→ Assigned task: Begin at the top of the records below and print each line exactly until the line containing "252H37L35 242L22 236L11" has been printed; any pictures are to be left out.

→ Available data:
■ ■ ■ ■ ■ ■ ■

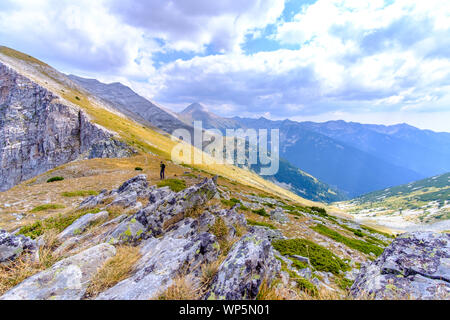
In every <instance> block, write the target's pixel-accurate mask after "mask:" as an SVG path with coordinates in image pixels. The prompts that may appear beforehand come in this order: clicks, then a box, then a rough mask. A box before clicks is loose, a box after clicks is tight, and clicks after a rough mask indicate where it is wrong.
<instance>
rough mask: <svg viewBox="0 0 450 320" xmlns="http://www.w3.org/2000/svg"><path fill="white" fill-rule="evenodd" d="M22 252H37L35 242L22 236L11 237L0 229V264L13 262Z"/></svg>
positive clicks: (36, 246)
mask: <svg viewBox="0 0 450 320" xmlns="http://www.w3.org/2000/svg"><path fill="white" fill-rule="evenodd" d="M23 252H29V253H33V252H37V245H36V242H35V241H33V240H31V239H30V238H27V237H25V236H23V235H12V234H9V233H8V232H6V231H5V230H2V229H0V263H3V262H7V261H11V260H14V259H16V258H17V257H18V256H20V255H21V254H22V253H23Z"/></svg>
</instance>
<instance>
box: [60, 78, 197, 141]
mask: <svg viewBox="0 0 450 320" xmlns="http://www.w3.org/2000/svg"><path fill="white" fill-rule="evenodd" d="M68 77H69V78H70V79H71V80H73V81H74V82H76V83H77V84H79V85H80V86H82V87H83V88H84V89H86V90H87V91H88V92H89V93H90V94H92V95H94V96H96V97H98V98H101V99H102V100H104V101H105V102H106V103H108V104H109V105H111V106H113V107H114V108H117V110H118V111H120V112H121V113H123V114H125V115H127V116H128V117H130V118H132V119H134V120H136V121H139V122H142V123H143V124H145V125H150V126H153V127H156V128H159V129H161V130H163V131H165V132H167V133H172V132H173V131H174V130H175V129H181V128H183V129H187V130H189V131H192V127H191V126H188V125H186V124H185V123H183V122H182V121H180V120H179V119H178V118H177V117H175V116H173V115H172V114H170V113H169V112H166V111H165V110H163V109H161V108H159V107H158V106H156V105H155V104H154V103H152V102H151V101H149V100H147V99H145V98H144V97H141V96H140V95H138V94H137V93H135V92H134V91H133V90H131V89H130V88H129V87H127V86H124V85H123V84H121V83H118V82H116V83H111V84H105V83H102V82H100V81H98V80H95V79H85V78H80V77H77V76H74V75H69V76H68Z"/></svg>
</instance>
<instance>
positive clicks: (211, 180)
mask: <svg viewBox="0 0 450 320" xmlns="http://www.w3.org/2000/svg"><path fill="white" fill-rule="evenodd" d="M216 193H217V189H216V184H215V180H214V179H205V180H204V181H203V182H201V183H199V184H196V185H194V186H192V187H189V188H187V189H184V190H182V191H180V192H178V193H173V192H171V193H169V194H168V195H167V196H166V197H164V198H162V199H160V200H158V201H156V202H155V203H150V204H149V205H148V206H147V207H145V208H143V209H142V210H140V211H139V212H137V213H136V215H135V218H136V220H137V221H139V222H140V223H141V224H142V225H144V226H145V227H146V228H147V230H148V231H151V234H152V235H153V236H157V235H160V234H162V233H163V232H164V231H165V230H167V229H168V228H169V227H170V226H172V225H174V224H175V223H177V222H178V221H180V220H182V219H183V218H184V216H185V214H186V213H188V212H189V210H193V209H195V208H196V207H199V206H202V205H204V204H205V203H206V202H208V201H209V200H211V199H212V197H214V195H215V194H216Z"/></svg>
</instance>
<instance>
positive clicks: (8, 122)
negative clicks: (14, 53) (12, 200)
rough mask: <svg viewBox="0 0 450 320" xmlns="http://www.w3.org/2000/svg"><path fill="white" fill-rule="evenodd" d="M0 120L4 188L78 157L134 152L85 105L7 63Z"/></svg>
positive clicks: (5, 71) (107, 154)
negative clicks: (95, 115) (93, 114)
mask: <svg viewBox="0 0 450 320" xmlns="http://www.w3.org/2000/svg"><path fill="white" fill-rule="evenodd" d="M1 57H2V56H1V55H0V58H1ZM0 119H1V121H0V191H4V190H8V189H9V188H11V187H13V186H14V185H16V184H17V183H19V182H21V181H24V180H27V179H30V178H32V177H34V176H36V175H38V174H41V173H43V172H46V171H48V170H50V169H53V168H55V167H57V166H59V165H61V164H64V163H67V162H69V161H73V160H75V159H79V158H94V157H127V156H130V155H131V154H133V153H134V150H133V149H132V148H130V147H129V146H127V145H125V144H124V143H122V142H119V141H117V140H116V138H115V136H114V133H112V132H110V131H108V130H107V129H105V128H103V127H101V126H99V125H97V124H94V123H92V122H90V121H89V117H88V116H87V114H86V113H85V112H84V111H82V110H81V109H80V108H77V107H75V106H73V105H69V104H68V103H66V102H64V101H63V100H62V99H60V98H59V97H58V96H57V95H55V94H54V93H52V92H50V91H49V90H47V89H45V88H44V87H42V86H40V85H38V84H37V83H35V82H33V81H31V80H30V79H28V78H26V77H24V76H22V75H20V74H19V73H18V72H16V71H15V70H13V69H12V68H10V67H8V66H7V65H6V64H4V63H2V62H0Z"/></svg>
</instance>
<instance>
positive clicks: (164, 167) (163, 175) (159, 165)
mask: <svg viewBox="0 0 450 320" xmlns="http://www.w3.org/2000/svg"><path fill="white" fill-rule="evenodd" d="M159 166H160V167H161V172H160V173H159V177H160V178H161V180H162V179H164V170H165V169H166V165H165V164H164V163H163V162H162V161H161V164H160V165H159Z"/></svg>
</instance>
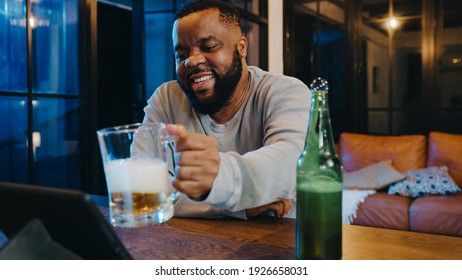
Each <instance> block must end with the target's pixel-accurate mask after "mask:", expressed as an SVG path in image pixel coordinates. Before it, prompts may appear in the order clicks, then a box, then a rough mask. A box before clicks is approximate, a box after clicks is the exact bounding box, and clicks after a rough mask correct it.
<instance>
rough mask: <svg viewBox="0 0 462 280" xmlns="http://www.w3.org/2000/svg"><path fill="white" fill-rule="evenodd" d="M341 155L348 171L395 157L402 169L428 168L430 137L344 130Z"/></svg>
mask: <svg viewBox="0 0 462 280" xmlns="http://www.w3.org/2000/svg"><path fill="white" fill-rule="evenodd" d="M339 156H340V158H341V160H342V163H343V167H344V169H345V171H347V172H352V171H355V170H358V169H361V168H363V167H366V166H368V165H371V164H374V163H377V162H380V161H384V160H388V159H391V160H392V164H393V166H394V167H395V168H396V169H397V170H398V171H399V172H405V171H408V170H411V169H419V168H424V167H425V164H426V138H425V136H423V135H405V136H374V135H365V134H355V133H342V134H341V135H340V140H339Z"/></svg>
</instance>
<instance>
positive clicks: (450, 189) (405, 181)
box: [388, 166, 460, 197]
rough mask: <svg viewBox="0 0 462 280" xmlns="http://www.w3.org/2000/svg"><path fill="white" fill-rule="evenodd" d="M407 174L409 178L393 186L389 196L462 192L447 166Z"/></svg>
mask: <svg viewBox="0 0 462 280" xmlns="http://www.w3.org/2000/svg"><path fill="white" fill-rule="evenodd" d="M406 174H407V176H408V178H407V179H406V180H404V181H400V182H397V183H394V184H392V185H391V186H390V188H389V189H388V194H396V195H402V196H409V197H419V196H424V195H431V194H451V193H456V192H460V188H459V187H458V186H457V185H456V184H455V183H454V180H452V178H451V176H449V173H448V168H447V167H446V166H439V167H429V168H423V169H416V170H410V171H408V172H406Z"/></svg>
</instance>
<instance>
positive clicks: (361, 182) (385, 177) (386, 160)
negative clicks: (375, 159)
mask: <svg viewBox="0 0 462 280" xmlns="http://www.w3.org/2000/svg"><path fill="white" fill-rule="evenodd" d="M405 178H406V175H404V174H403V173H400V172H398V171H397V170H396V169H395V168H394V167H393V166H392V165H391V160H385V161H381V162H379V163H375V164H372V165H369V166H366V167H364V168H361V169H359V170H356V171H353V172H344V173H343V187H344V188H345V189H354V190H378V189H382V188H384V187H386V186H388V185H389V184H391V183H394V182H396V181H399V180H403V179H405Z"/></svg>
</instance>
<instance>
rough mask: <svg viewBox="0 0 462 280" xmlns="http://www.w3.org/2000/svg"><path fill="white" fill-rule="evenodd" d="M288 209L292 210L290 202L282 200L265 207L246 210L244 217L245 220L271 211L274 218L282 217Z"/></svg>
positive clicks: (266, 205)
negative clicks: (246, 218) (270, 210)
mask: <svg viewBox="0 0 462 280" xmlns="http://www.w3.org/2000/svg"><path fill="white" fill-rule="evenodd" d="M290 209H292V200H290V199H284V200H281V201H275V202H273V203H270V204H267V205H263V206H259V207H255V208H251V209H246V210H245V215H246V216H247V218H252V217H255V216H258V215H260V214H262V213H263V212H266V211H269V210H273V211H274V216H276V217H282V216H284V215H287V214H288V213H289V211H290Z"/></svg>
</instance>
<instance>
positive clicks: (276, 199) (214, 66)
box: [144, 0, 311, 219]
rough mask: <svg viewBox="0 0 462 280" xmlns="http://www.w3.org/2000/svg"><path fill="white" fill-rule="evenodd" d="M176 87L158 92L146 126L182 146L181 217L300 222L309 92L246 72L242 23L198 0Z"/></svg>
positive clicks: (224, 9)
mask: <svg viewBox="0 0 462 280" xmlns="http://www.w3.org/2000/svg"><path fill="white" fill-rule="evenodd" d="M172 38H173V47H174V50H175V59H176V74H177V80H176V81H170V82H167V83H164V84H163V85H161V86H160V87H159V88H157V89H156V91H155V92H154V94H153V95H152V97H151V98H150V99H149V100H148V105H147V106H146V108H145V110H144V111H145V119H144V122H145V123H149V122H164V123H169V124H172V125H169V126H168V127H167V128H168V132H169V134H171V135H175V136H177V137H178V140H177V143H176V153H175V170H174V173H175V178H174V180H173V186H174V187H175V189H177V190H178V191H180V192H181V193H182V194H183V195H182V196H180V198H179V199H178V200H177V202H176V203H175V215H176V216H190V217H220V216H234V217H239V218H244V219H245V218H248V217H252V216H255V215H259V214H261V213H263V212H268V211H269V212H271V213H274V214H275V215H276V216H282V215H288V216H291V217H294V211H293V209H294V207H292V206H293V202H294V200H295V181H296V162H297V159H298V157H299V156H300V154H301V153H302V151H303V145H304V140H305V133H306V129H307V125H308V116H309V107H310V100H311V99H310V98H311V95H310V91H309V89H308V88H307V86H306V85H304V84H303V83H302V82H300V81H299V80H297V79H295V78H291V77H287V76H284V75H275V74H271V73H268V72H266V71H263V70H262V69H260V68H258V67H255V66H247V63H246V56H247V47H248V46H247V43H248V42H247V39H246V37H245V36H244V35H243V34H242V32H241V28H240V19H239V14H238V12H237V11H236V9H235V8H233V7H232V6H231V5H229V4H227V3H224V2H221V1H218V0H193V1H190V2H188V3H186V4H185V5H184V6H183V7H182V8H181V9H180V10H179V11H178V12H177V13H176V14H175V17H174V25H173V32H172Z"/></svg>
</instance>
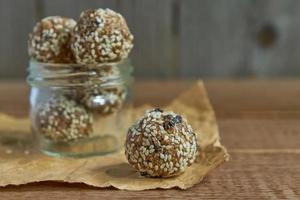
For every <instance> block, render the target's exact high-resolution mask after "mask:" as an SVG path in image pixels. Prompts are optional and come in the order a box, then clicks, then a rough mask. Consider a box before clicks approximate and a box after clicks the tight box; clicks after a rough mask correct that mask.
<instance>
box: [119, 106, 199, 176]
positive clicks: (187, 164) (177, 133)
mask: <svg viewBox="0 0 300 200" xmlns="http://www.w3.org/2000/svg"><path fill="white" fill-rule="evenodd" d="M196 141H197V140H196V135H195V133H194V132H193V130H192V128H191V126H190V125H188V123H187V121H186V120H185V119H184V118H183V117H181V116H180V115H178V114H175V113H173V112H165V111H163V110H161V109H159V108H157V109H153V110H150V111H148V112H146V113H145V115H144V116H143V117H142V118H141V119H140V120H139V121H138V122H136V123H135V124H134V125H133V126H132V127H131V128H130V129H129V130H128V134H127V138H126V143H125V155H126V157H127V159H128V162H129V164H130V165H132V166H133V168H135V169H136V170H137V171H139V172H140V173H141V175H144V176H149V177H171V176H176V175H179V174H181V173H183V172H184V171H185V169H186V168H187V167H188V166H189V165H191V164H192V163H193V162H194V161H195V158H196V153H197V142H196Z"/></svg>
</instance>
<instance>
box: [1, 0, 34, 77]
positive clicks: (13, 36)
mask: <svg viewBox="0 0 300 200" xmlns="http://www.w3.org/2000/svg"><path fill="white" fill-rule="evenodd" d="M35 15H36V13H35V4H34V0H27V1H18V0H12V1H9V0H0V26H1V31H0V79H6V78H24V77H25V75H26V68H27V63H28V56H27V39H28V33H29V32H30V31H31V29H32V26H33V25H34V21H35Z"/></svg>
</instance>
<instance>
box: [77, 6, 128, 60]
mask: <svg viewBox="0 0 300 200" xmlns="http://www.w3.org/2000/svg"><path fill="white" fill-rule="evenodd" d="M132 42H133V36H132V34H131V33H130V31H129V29H128V26H127V24H126V21H125V19H124V18H123V17H122V16H121V15H120V14H118V13H116V12H114V11H112V10H110V9H97V10H92V9H90V10H86V11H84V12H82V13H81V15H80V18H79V20H78V23H77V25H76V27H75V28H74V31H73V33H72V40H71V49H72V51H73V54H74V56H75V59H76V61H77V63H81V64H97V63H104V62H113V61H120V60H122V59H124V58H127V57H128V54H129V53H130V51H131V49H132V47H133V43H132Z"/></svg>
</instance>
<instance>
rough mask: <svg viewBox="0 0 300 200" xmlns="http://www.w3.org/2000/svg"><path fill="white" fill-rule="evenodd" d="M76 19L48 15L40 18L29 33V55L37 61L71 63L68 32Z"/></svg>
mask: <svg viewBox="0 0 300 200" xmlns="http://www.w3.org/2000/svg"><path fill="white" fill-rule="evenodd" d="M75 25H76V21H74V20H73V19H70V18H66V17H60V16H50V17H46V18H44V19H42V20H41V21H40V22H38V23H37V24H36V25H35V27H34V28H33V32H32V33H31V34H30V35H29V41H28V53H29V56H30V57H32V58H33V59H35V60H36V61H38V62H45V63H72V62H74V58H73V55H72V51H71V49H70V39H71V34H70V32H71V31H72V30H73V28H74V27H75Z"/></svg>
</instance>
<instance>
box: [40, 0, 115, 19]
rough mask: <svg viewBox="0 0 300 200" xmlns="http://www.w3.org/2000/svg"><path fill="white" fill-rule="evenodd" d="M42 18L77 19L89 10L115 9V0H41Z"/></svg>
mask: <svg viewBox="0 0 300 200" xmlns="http://www.w3.org/2000/svg"><path fill="white" fill-rule="evenodd" d="M42 2H43V3H42V5H43V17H45V16H52V15H61V16H67V17H71V18H74V19H75V20H77V19H78V17H79V15H80V13H81V12H82V11H84V10H86V9H90V8H98V7H103V8H111V9H114V10H115V9H116V5H117V4H116V0H111V1H107V0H87V1H80V0H64V1H60V0H42Z"/></svg>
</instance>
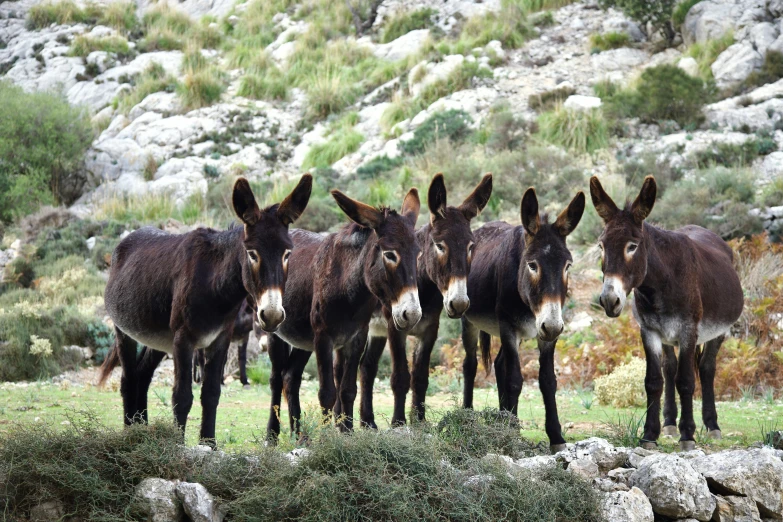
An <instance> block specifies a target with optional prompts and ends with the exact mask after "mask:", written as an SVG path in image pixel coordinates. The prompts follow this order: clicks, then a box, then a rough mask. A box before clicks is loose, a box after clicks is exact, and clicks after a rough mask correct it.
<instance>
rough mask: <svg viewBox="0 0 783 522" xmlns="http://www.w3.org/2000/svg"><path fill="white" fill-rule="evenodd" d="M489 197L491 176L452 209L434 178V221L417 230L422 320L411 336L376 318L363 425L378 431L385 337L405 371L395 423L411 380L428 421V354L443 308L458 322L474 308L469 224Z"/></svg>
mask: <svg viewBox="0 0 783 522" xmlns="http://www.w3.org/2000/svg"><path fill="white" fill-rule="evenodd" d="M491 195H492V174H487V175H486V176H484V178H483V179H482V180H481V182H480V183H479V184H478V186H476V188H475V189H474V190H473V192H472V193H471V194H470V195H469V196H468V197H467V198H466V199H465V201H463V202H462V204H461V205H460V206H459V207H450V206H448V204H447V202H446V184H445V183H444V181H443V174H437V175H436V176H435V177H434V178H433V179H432V183H430V188H429V191H428V192H427V205H428V206H429V209H430V222H429V224H427V225H424V226H423V227H421V228H420V229H419V230H418V231H417V232H416V241H417V243H418V245H419V249H420V250H421V257H420V258H419V270H418V289H419V302H420V303H421V310H422V317H421V320H420V321H419V322H418V324H417V325H416V326H414V327H413V329H412V330H411V331H410V332H408V334H406V333H405V332H401V331H399V330H397V329H396V328H395V327H394V326H393V325H388V324H387V323H386V322H385V321H384V320H383V316H382V315H381V314H377V315H376V316H375V317H373V320H372V323H371V326H370V339H369V342H368V343H367V348H366V350H365V352H364V355H363V356H362V361H361V376H360V379H359V380H360V383H361V390H362V398H361V406H360V417H361V420H362V424H363V425H364V426H368V427H372V428H375V427H376V425H375V416H374V414H373V409H372V387H373V383H374V382H375V376H376V375H377V374H378V361H379V359H380V357H381V354H382V353H383V348H384V346H386V339H387V338H388V339H389V349H390V351H391V352H392V360H393V361H394V362H395V367H396V368H401V371H398V372H397V373H396V375H395V378H394V379H393V380H392V382H391V387H392V390H393V392H394V398H395V405H394V413H393V414H392V424H393V425H395V424H404V423H405V396H406V394H407V392H408V386H409V385H408V382H409V381H410V386H411V387H413V415H414V418H416V419H417V420H424V400H425V396H426V393H427V386H428V384H429V374H430V354H431V353H432V347H433V346H435V341H436V340H437V338H438V327H439V324H440V313H441V311H442V310H443V309H444V308H445V309H446V313H447V314H448V316H449V317H450V318H460V317H462V314H464V313H465V311H466V310H467V309H468V307H469V306H470V299H469V298H468V288H467V277H468V273H469V272H470V262H471V257H472V255H473V248H474V241H473V233H472V232H471V230H470V221H471V220H472V219H473V218H474V217H476V216H477V215H478V214H479V213H480V212H481V211H482V210H483V209H484V206H485V205H486V204H487V201H489V198H490V196H491ZM407 335H412V336H414V337H416V339H417V341H418V345H417V347H416V350H415V352H414V355H413V375H410V374H409V373H408V359H407V354H406V353H405V352H406V351H405V344H406V337H407ZM398 381H399V382H398Z"/></svg>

■ ■ ■ ■ ■ ■ ■

→ Completed exercise:
In every <instance> block, write the target's pixel-accurate mask after "mask:" as an SVG path with coordinates in image pixels. The prompts that may appear beforehand come in this order: clicks, then a box, then a rough mask. A box before clicks is loose, a box after clicks is tight, and clicks after a rough mask indicate where it is wrong.
<instance>
rough mask: <svg viewBox="0 0 450 320" xmlns="http://www.w3.org/2000/svg"><path fill="white" fill-rule="evenodd" d="M22 252H37L35 242L22 236L11 237L0 229V264L13 262Z"/></svg>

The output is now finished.